--- Extrait à lire ---

C. UNE RÉFORME QUI LAISSE DANS L'OMBRE D'AUTRES PROBLÉMATIQUES PESANT SUR L'EFFICACITÉ DE LA COUR

1. Un taux de renvois historiquement élevé, dont toutes les causes ne sont pas traitées par la réforme

Si la problématique des renvois n'est pas frontalement abordée dans la loi pour contrôler l'immigration, améliorer l'intégration, elle irrigue toute la réforme de la CNDA.

Il s'agit en effet d'un problème majeur auquel la CNDA est confrontée de façon historique, le taux de renvoi ayant toujours été mesuré entre 20 et plus de 30 %74(*) depuis 2015. En 2023, le taux de renvoi était de 25,8 %, en baisse par rapport à 2022, où ce taux avait atteint un record de 33,1 %.

Les renvois ont une incidence directe sur les délais de jugement. Selon l'étude d'impact du projet de loi pour contrôler l'immigration, améliorer l'intégration, le renvoi d'une affaire entraîne un rallongement quasi-systématique de deux mois de son jugement. La Cour s'efforce toutefois de veiller au ré-audiencement rapide de ces affaires renvoyées. En effet, les avis de renvois sont traités le lendemain en chambre et les dossiers concernés sont affectés au SCE, qui veille à les réaudiencer à l'occasion des audiences du mardi pour lesquelles les avocats doivent se rendre disponibles. Par ailleurs, en amont, la CNDA sensibilise régulièrement les formations de jugement et les rapporteurs pour identifier tous les risques de renvois au stade de la pré-instruction afin d'en limiter le nombre. Enfin, elle rappelle aussi que, conformément au CESEDA, les affaires peuvent être jugées quand bien même l'avocat ou le requérant ne seraient pas présents à l'audience. Cette possibilité n'est toutefois pas satisfaisante en termes de respect des droits de la défense et de droit à un procès équitable.

--- Liste des données ---

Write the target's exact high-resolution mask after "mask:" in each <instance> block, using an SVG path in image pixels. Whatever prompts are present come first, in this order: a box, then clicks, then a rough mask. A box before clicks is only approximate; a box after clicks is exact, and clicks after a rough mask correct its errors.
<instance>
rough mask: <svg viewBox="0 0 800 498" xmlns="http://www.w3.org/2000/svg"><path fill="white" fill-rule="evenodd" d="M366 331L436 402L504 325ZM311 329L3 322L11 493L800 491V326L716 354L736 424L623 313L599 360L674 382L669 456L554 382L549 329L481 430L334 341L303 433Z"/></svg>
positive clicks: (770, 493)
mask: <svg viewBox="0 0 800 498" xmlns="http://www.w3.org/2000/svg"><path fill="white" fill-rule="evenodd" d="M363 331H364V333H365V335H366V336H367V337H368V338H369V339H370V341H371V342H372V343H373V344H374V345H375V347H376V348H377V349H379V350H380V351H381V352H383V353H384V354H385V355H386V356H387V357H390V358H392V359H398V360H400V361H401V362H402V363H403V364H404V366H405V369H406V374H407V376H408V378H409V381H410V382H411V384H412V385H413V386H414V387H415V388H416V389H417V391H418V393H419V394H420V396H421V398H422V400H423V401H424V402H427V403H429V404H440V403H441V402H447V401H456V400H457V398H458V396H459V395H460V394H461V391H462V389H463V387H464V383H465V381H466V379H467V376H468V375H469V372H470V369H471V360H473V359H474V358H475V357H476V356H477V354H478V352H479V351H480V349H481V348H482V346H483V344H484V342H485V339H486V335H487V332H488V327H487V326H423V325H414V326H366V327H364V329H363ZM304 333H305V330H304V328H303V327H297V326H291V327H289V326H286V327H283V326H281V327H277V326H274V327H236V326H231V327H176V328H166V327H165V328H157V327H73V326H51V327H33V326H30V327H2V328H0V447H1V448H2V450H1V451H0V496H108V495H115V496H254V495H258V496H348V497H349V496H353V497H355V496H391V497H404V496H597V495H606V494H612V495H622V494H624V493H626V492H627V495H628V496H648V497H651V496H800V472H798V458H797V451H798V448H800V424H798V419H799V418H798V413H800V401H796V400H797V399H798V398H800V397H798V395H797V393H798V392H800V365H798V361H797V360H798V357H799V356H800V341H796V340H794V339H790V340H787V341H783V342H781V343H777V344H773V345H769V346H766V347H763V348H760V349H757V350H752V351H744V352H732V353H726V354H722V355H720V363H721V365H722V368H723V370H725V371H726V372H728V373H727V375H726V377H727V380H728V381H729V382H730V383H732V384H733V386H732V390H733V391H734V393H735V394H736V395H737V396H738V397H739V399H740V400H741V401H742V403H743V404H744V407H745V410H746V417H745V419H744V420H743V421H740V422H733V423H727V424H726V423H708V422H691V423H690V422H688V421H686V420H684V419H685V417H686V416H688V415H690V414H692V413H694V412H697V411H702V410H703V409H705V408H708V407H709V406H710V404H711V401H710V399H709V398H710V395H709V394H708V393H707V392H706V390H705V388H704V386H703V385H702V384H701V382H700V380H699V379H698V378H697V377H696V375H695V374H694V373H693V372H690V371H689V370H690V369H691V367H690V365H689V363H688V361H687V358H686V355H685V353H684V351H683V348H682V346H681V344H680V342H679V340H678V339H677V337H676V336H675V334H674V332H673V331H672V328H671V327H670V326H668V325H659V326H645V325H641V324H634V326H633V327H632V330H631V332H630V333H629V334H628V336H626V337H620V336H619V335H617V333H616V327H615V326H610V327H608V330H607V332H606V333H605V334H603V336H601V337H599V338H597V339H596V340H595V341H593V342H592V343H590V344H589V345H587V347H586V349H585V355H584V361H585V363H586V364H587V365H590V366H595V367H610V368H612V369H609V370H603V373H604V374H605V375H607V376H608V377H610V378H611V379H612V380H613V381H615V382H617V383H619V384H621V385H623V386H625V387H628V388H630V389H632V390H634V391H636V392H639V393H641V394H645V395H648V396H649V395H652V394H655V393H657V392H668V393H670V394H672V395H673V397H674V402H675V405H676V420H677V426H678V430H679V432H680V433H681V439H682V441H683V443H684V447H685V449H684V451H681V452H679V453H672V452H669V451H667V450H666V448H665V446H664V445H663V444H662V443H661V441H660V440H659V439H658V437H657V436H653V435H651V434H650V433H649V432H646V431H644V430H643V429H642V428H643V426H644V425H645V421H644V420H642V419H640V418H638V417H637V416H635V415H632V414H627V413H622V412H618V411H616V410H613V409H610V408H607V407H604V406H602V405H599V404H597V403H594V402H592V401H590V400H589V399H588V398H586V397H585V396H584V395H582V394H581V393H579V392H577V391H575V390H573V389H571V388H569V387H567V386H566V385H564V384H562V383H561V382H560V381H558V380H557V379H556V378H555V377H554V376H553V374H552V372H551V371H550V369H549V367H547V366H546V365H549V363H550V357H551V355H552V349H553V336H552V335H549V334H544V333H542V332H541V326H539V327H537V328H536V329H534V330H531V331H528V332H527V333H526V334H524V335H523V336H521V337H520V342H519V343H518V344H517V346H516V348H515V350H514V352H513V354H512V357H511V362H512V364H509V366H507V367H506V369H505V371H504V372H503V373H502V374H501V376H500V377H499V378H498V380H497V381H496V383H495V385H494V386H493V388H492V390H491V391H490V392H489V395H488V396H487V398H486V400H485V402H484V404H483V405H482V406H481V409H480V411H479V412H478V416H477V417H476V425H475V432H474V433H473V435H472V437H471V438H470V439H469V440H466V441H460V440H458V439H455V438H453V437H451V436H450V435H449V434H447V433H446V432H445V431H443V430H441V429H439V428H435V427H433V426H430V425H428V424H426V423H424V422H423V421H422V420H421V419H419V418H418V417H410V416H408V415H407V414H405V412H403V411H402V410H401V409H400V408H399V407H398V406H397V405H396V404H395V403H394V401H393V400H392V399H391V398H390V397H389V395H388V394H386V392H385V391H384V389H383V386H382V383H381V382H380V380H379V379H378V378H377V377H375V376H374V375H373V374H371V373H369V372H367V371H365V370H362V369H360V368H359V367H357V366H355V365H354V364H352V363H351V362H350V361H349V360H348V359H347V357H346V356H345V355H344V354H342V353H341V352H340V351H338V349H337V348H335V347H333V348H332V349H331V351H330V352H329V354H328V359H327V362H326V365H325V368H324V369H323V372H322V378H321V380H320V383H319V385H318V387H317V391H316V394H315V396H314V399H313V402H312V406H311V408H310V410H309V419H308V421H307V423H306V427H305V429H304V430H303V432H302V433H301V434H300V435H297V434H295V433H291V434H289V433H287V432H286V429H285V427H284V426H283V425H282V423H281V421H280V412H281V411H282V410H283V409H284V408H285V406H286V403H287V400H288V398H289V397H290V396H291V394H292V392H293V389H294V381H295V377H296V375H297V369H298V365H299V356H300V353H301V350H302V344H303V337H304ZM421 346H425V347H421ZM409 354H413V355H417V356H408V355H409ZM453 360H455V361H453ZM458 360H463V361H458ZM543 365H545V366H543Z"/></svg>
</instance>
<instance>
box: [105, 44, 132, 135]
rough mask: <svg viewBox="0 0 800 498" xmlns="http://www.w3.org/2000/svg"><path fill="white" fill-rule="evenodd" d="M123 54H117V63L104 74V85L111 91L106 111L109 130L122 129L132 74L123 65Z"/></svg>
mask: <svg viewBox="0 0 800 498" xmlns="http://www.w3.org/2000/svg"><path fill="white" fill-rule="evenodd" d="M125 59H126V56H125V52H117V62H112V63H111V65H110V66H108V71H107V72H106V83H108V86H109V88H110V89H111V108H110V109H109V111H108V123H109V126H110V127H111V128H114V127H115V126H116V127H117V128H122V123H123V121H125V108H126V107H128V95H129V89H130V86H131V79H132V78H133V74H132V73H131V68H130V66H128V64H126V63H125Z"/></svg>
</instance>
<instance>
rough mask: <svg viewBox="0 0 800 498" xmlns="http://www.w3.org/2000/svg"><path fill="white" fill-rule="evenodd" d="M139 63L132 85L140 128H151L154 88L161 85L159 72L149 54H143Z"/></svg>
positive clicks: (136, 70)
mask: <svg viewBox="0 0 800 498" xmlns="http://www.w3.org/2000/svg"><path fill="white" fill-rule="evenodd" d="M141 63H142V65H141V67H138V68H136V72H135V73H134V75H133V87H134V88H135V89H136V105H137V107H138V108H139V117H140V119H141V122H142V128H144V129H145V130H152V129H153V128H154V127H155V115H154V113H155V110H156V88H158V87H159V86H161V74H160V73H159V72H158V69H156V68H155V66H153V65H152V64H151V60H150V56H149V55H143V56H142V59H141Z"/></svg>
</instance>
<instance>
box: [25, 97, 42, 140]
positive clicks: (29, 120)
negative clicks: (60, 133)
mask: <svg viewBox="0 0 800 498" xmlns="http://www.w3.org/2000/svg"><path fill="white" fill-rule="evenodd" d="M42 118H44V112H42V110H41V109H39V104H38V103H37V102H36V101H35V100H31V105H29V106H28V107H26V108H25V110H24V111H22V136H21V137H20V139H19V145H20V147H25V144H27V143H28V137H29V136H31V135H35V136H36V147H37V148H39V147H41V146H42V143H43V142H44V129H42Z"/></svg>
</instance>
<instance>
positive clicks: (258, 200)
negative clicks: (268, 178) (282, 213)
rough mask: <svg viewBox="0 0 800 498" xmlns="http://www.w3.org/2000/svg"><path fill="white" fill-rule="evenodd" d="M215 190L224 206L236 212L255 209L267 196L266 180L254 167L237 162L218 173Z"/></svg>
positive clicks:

---

Recopiez mot pour mot l'extrait à lire en entier, du titre à la dernière phrase.

C. UNE RÉFORME QUI LAISSE DANS L'OMBRE D'AUTRES PROBLÉMATIQUES PESANT SUR L'EFFICACITÉ DE LA COUR

1. Un taux de renvois historiquement élevé, dont toutes les causes ne sont pas traitées par la réforme

Si la problématique des renvois n'est pas frontalement abordée dans la loi pour contrôler l'immigration, améliorer l'intégration, elle irrigue toute la réforme de la CNDA.

Il s'agit en effet d'un problème majeur auquel la CNDA est confrontée de façon historique, le taux de renvoi ayant toujours été mesuré entre 20 et plus de 30 %74(*) depuis 2015. En 2023, le taux de renvoi était de 25,8 %, en baisse par rapport à 2022, où ce taux avait atteint un record de 33,1 %.

Les renvois ont une incidence directe sur les délais de jugement. Selon l'étude d'impact du projet de loi pour contrôler l'immigration, améliorer l'intégration, le renvoi d'une affaire entraîne un rallongement quasi-systématique de deux mois de son jugement. La Cour s'efforce toutefois de veiller au ré-audiencement rapide de ces affaires renvoyées. En effet, les avis de renvois sont traités le lendemain en chambre et les dossiers concernés sont affectés au SCE, qui veille à les réaudiencer à l'occasion des audiences du mardi pour lesquelles les avocats doivent se rendre disponibles. Par ailleurs, en amont, la CNDA sensibilise régulièrement les formations de jugement et les rapporteurs pour identifier tous les risques de renvois au stade de la pré-instruction afin d'en limiter le nombre. Enfin, elle rappelle aussi que, conformément au CESEDA, les affaires peuvent être jugées quand bien même l'avocat ou le requérant ne seraient pas présents à l'audience. Cette possibilité n'est toutefois pas satisfaisante en termes de respect des droits de la défense et de droit à un procès équitable.